_Requirement:_
Using the woodworking thread, decide whether each statement agrees with it, answering yes or no and quoting the deciding words: (a) The box stayed in the clamps for about five hours. (b) The 4 1/2 plane was used first, to plane almost to the line. (c) The mahogany is described as quite brittle.

As i forgot to take one yesterday, here is the box in clamps






Today i sized the lid and not very well. There are a few tiny gaps. Decided to use hand planes as practice, as i have never really used them much. So even though roughly 30mm had to be taken off one side. I used my 5 1/2 to plane almost to the line, then the 4 1/2 with it's fine set to get the lid to fit within the rebates. Not sure how long it all took with lots of trial, plane more off, trial etc etc. But think it was at least 1.5hrs lol
Then it was sanded through to 400g

Anyway lid got fitted and glued.






After about 5hrs in the clamps, they were removed. A fence added to the spline jig, a few more test cuts. Then the scary moment of putting the box in the jig and hoping it all went ok.











As you can see 2 sets of splines all the way around.

And finally for today the box with the feet mocked up in place. Still to do a bit of fitting and repair 2 corners. This mahogany is quite brittle.






Next to do is the splines and fit the feet. Then it is over to doing the concave sides and convex lid. 

Not sure what to do first the lid? or the sides? Any suggestions?


----------



## rileytoolworks (17 Mar 2013)

That looks lovely Carl.
I may as well give up now.  

Adam.


----------



## carlb40 (17 Mar 2013)

LOL
Thank you Adam, however mine is nowhere near in the same league as your box


----------



## andersonec (17 Mar 2013)

A labour of love.

_Extracted records:_

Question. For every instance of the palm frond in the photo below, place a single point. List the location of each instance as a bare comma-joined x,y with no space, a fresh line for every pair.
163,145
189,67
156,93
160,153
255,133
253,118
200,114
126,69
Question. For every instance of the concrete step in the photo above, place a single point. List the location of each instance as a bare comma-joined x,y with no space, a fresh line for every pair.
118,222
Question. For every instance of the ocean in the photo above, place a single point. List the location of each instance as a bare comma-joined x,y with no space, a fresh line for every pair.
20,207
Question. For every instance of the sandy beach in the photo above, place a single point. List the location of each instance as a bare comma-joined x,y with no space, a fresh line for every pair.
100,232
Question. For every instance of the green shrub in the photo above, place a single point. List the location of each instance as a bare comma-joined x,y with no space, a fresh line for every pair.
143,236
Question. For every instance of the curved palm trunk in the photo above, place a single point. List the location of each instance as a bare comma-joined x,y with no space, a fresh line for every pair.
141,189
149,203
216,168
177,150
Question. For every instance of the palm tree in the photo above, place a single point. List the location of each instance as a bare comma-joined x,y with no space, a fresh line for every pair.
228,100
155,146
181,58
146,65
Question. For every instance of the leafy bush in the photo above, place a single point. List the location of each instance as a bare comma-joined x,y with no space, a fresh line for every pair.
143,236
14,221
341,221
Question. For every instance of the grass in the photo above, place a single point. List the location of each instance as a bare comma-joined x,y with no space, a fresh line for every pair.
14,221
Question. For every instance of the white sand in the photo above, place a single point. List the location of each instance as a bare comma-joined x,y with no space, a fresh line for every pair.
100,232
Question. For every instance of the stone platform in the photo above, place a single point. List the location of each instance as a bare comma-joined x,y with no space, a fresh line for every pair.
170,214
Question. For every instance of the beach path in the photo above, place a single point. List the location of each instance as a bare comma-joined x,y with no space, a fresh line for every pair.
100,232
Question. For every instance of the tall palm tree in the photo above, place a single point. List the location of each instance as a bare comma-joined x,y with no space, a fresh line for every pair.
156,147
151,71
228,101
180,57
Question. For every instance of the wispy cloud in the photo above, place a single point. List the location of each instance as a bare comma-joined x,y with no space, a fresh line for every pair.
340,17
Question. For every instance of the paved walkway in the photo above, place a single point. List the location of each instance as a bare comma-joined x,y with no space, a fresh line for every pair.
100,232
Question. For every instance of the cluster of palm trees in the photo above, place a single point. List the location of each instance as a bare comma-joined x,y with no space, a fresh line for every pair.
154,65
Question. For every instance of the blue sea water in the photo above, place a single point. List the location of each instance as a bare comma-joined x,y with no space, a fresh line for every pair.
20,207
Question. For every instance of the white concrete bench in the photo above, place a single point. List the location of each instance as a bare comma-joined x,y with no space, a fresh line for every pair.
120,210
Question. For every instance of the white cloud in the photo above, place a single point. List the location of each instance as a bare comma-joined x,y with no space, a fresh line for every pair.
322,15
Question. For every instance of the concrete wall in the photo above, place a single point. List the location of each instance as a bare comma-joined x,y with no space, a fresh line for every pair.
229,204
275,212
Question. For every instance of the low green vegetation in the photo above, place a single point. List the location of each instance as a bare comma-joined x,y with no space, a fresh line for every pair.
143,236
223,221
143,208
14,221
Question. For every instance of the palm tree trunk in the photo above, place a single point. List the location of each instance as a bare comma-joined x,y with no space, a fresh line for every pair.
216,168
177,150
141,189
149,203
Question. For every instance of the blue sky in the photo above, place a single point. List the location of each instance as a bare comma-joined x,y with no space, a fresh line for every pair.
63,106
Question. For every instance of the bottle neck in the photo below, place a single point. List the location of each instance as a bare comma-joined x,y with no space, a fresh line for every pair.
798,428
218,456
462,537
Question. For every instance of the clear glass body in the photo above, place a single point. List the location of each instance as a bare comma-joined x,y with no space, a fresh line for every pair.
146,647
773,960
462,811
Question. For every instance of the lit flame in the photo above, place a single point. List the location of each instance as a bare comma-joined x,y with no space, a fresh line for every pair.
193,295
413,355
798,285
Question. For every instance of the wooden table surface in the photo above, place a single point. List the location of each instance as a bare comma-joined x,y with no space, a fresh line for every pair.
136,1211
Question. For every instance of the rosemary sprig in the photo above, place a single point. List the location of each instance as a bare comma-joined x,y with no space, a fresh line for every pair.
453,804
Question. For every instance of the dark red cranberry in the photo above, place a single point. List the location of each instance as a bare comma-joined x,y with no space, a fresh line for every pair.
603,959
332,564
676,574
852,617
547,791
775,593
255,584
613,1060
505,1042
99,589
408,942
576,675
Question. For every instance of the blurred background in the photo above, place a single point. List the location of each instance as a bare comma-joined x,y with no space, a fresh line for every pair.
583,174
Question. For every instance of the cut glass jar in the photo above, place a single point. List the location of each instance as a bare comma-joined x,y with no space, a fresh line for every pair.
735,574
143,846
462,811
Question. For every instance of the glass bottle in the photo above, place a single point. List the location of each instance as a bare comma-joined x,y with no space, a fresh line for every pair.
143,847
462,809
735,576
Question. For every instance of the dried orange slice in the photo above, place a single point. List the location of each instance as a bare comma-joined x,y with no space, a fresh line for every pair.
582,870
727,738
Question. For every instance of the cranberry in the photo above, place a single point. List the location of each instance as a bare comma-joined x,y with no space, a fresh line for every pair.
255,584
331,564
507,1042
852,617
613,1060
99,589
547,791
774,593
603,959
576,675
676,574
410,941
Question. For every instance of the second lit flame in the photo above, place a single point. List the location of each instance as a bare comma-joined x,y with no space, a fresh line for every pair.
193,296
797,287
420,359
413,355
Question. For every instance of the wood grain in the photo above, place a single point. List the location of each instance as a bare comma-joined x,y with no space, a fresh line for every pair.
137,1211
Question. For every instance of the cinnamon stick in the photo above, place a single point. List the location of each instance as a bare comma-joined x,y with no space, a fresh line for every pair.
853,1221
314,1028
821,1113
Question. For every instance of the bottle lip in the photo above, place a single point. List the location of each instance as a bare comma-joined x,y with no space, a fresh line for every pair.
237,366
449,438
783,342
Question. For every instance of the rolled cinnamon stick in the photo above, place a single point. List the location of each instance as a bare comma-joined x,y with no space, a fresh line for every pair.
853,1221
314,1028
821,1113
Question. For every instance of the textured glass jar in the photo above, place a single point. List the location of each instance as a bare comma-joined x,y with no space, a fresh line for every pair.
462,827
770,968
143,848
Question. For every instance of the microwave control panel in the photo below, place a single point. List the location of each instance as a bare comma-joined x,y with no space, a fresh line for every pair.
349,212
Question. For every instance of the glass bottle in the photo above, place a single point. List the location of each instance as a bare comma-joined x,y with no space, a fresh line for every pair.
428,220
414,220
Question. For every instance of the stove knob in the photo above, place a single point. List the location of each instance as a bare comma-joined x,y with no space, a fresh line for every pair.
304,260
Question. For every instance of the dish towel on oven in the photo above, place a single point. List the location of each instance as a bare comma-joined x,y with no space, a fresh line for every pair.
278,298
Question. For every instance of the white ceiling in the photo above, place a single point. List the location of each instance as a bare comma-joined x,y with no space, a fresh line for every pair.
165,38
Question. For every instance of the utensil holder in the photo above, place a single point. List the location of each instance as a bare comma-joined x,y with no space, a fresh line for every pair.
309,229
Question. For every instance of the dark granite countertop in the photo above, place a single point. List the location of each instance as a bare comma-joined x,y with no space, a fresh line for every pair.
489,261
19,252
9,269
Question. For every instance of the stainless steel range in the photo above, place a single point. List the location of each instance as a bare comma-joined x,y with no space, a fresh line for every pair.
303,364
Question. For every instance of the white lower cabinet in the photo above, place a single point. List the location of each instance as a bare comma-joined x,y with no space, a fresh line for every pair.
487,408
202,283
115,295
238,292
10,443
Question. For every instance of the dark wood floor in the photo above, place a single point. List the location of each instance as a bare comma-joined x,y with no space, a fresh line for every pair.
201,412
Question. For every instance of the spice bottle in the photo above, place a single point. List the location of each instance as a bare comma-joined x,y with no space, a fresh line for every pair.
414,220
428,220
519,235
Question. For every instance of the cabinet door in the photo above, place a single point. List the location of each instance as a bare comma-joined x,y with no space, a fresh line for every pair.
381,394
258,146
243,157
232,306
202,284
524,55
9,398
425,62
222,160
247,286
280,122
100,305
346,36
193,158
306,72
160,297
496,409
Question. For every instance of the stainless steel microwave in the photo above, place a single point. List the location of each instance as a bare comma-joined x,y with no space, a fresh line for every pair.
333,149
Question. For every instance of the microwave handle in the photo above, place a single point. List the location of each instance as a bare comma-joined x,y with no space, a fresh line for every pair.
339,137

_Answer to this task:_
(a) Yes: "After about 5hrs in the clamps, they were removed."
(b) No: "I used my 5 1/2 to plane almost to the line, then the 4 1/2 with it's fine set to get the lid to fit within the rebates."
(c) Yes: "This mahogany is quite brittle."